## Set problem A
Switch "Dudhaganga River" to "Dudhganga River" in the Savarde article below, then write out the part that opens with the words "- PIN: 416210" and closes with "for all casts.".

- Interactive map of Savarde
- Coordinates: 16°15′57″N 73°59′14″E﻿ / ﻿16.265953°N 73.987124°E
- Country: India
- State: Maharashtra
- District: Kolhapur
- Tehsil: Radhanagari

Area
- • Total: 103.80 km^{2} (40.08 sq mi)

Population
- • Total: 2,345
- • Density: 22.59/km^{2} (58.51/sq mi)

Languages
- • Official: Marathi
- Time zone: UTC+5:30 (IST)
- PIN: 416210
- Website: https://savarde-tourism.appspot.com

= Savarde =

Village in Maharashtra

Savarde is a small village situated in the southwest corner of Maharashtra, India along the banks of Dudhaganga River. The population of Savarde was approximately 2,345 as per the 2011 census. As it is in the Maharashtra state, the main language spoken here is Marathi.
Blessed by divine power of the goddess kalamma which is also symbol of Unity in integrity for all casts.

== Location ==
Savarde (सावर्दे) is located in southwestern Maharashtra and outskirts of Konkan and Kolhapur district. Its climate is usually pleasant. By road, Savarde is 80.4 km south of Kolhapur. The nearest cities and towns within Maharashtra are Kadgaon(12 km), Gargoti (29 km), Kolhapur (60 km).

This village is now reaping its educational mark by eliminating the backwardness of the village. The village has a standard of education up to VII and needs to go out for further education. Nevertheless, the educational progress of the village has been very good and many youths in the village are working in many areas with the status of a youth.

This village can be developed as a tourist destination if it needs proper development. This village is characterized by the tigers, gaur (Indian bison), deer, rabbit, etc. This village is famous for the nearby Dajipur wildlife sanctuary. The main attraction in the sanctuary is the gaur (Indian bison).

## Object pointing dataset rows
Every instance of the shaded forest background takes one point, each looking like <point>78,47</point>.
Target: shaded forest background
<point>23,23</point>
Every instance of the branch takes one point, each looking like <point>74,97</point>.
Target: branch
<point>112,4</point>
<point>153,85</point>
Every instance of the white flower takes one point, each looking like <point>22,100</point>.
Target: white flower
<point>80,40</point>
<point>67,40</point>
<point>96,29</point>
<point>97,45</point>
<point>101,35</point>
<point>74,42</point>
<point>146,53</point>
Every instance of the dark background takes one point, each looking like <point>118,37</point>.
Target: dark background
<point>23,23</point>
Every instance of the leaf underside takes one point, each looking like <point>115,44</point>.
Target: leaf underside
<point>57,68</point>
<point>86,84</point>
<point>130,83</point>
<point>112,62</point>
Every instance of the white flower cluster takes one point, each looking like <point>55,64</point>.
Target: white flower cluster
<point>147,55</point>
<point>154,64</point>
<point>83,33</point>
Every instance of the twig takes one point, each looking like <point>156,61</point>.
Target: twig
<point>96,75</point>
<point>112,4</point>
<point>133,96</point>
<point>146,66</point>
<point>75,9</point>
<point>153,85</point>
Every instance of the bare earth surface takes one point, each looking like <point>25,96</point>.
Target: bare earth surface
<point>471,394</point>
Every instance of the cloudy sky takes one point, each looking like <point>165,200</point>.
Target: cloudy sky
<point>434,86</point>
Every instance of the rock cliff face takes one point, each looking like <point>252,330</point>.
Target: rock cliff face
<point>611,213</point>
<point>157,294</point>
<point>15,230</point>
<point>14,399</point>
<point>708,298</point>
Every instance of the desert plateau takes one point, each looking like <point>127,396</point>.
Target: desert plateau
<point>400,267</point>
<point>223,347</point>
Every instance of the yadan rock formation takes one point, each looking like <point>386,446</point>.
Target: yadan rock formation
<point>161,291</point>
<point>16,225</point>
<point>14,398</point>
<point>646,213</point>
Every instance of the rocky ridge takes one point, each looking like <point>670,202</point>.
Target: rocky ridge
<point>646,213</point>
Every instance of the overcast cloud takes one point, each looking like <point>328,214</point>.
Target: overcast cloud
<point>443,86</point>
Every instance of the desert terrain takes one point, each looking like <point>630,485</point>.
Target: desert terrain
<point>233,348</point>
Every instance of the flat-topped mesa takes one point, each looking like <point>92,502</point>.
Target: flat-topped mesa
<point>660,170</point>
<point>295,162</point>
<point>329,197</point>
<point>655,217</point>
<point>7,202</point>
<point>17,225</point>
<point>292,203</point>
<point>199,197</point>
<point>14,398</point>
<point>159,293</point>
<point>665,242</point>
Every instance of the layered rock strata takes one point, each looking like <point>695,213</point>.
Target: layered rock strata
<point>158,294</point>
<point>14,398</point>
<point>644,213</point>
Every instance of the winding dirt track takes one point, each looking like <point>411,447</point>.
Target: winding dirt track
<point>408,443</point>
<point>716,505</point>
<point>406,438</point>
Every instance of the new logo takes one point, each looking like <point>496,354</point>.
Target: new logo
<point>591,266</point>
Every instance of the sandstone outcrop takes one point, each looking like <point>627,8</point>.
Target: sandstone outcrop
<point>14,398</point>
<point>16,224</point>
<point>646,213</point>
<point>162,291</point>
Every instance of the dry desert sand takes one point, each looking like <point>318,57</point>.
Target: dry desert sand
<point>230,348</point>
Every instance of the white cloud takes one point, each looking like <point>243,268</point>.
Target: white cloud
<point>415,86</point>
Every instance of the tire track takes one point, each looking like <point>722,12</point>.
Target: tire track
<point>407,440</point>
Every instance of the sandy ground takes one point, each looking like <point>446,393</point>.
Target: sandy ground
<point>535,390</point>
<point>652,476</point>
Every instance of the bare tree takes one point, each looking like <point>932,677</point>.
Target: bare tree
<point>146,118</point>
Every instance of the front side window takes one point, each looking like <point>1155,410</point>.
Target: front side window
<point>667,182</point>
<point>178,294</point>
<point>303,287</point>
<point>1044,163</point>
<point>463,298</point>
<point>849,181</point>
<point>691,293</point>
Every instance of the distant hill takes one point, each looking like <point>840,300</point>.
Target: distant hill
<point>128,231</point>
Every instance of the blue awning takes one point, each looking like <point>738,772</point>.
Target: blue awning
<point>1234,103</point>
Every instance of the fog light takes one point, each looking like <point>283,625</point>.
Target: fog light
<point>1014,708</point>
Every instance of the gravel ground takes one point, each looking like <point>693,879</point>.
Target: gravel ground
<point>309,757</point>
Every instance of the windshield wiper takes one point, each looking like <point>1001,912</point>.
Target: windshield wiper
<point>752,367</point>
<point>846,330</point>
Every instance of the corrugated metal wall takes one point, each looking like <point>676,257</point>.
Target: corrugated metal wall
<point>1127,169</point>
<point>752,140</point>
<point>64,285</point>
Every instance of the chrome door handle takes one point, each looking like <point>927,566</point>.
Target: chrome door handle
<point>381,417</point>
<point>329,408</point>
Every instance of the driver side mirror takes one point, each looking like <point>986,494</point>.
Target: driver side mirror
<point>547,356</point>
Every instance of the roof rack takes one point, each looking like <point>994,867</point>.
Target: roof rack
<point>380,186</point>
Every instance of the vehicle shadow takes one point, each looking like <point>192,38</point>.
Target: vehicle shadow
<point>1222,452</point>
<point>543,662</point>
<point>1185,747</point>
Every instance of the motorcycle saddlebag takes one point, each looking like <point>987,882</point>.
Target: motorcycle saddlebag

## Set problem B
Transcribe the records above from the line containing "Every instance of the sandy" through the line containing "<point>309,757</point>".

## Answer A
- PIN: 416210
- Website: https://savarde-tourism.appspot.com

= Savarde =

Village in Maharashtra

Savarde is a small village situated in the southwest corner of Maharashtra, India along the banks of Dudhganga River. The population of Savarde was approximately 2,345 as per the 2011 census. As it is in the Maharashtra state, the main language spoken here is Marathi.
Blessed by divine power of the goddess kalamma which is also symbol of Unity in integrity for all casts.

## Answer B
Every instance of the sandy ground takes one point, each looking like <point>446,393</point>.
Target: sandy ground
<point>535,390</point>
<point>652,476</point>
Every instance of the bare tree takes one point, each looking like <point>932,677</point>.
Target: bare tree
<point>146,118</point>
Every instance of the front side window takes one point, each looking like <point>1155,410</point>.
Target: front side window
<point>667,182</point>
<point>178,294</point>
<point>303,287</point>
<point>1044,163</point>
<point>463,298</point>
<point>849,181</point>
<point>691,293</point>
Every instance of the distant hill takes one point, each looking like <point>840,300</point>.
Target: distant hill
<point>128,231</point>
Every instance of the blue awning takes one point, each looking like <point>738,772</point>.
Target: blue awning
<point>1234,103</point>
Every instance of the fog light takes one point, each looking like <point>283,625</point>.
Target: fog light
<point>1014,708</point>
Every instance of the gravel ground takes one point, each looking like <point>693,879</point>.
Target: gravel ground
<point>309,757</point>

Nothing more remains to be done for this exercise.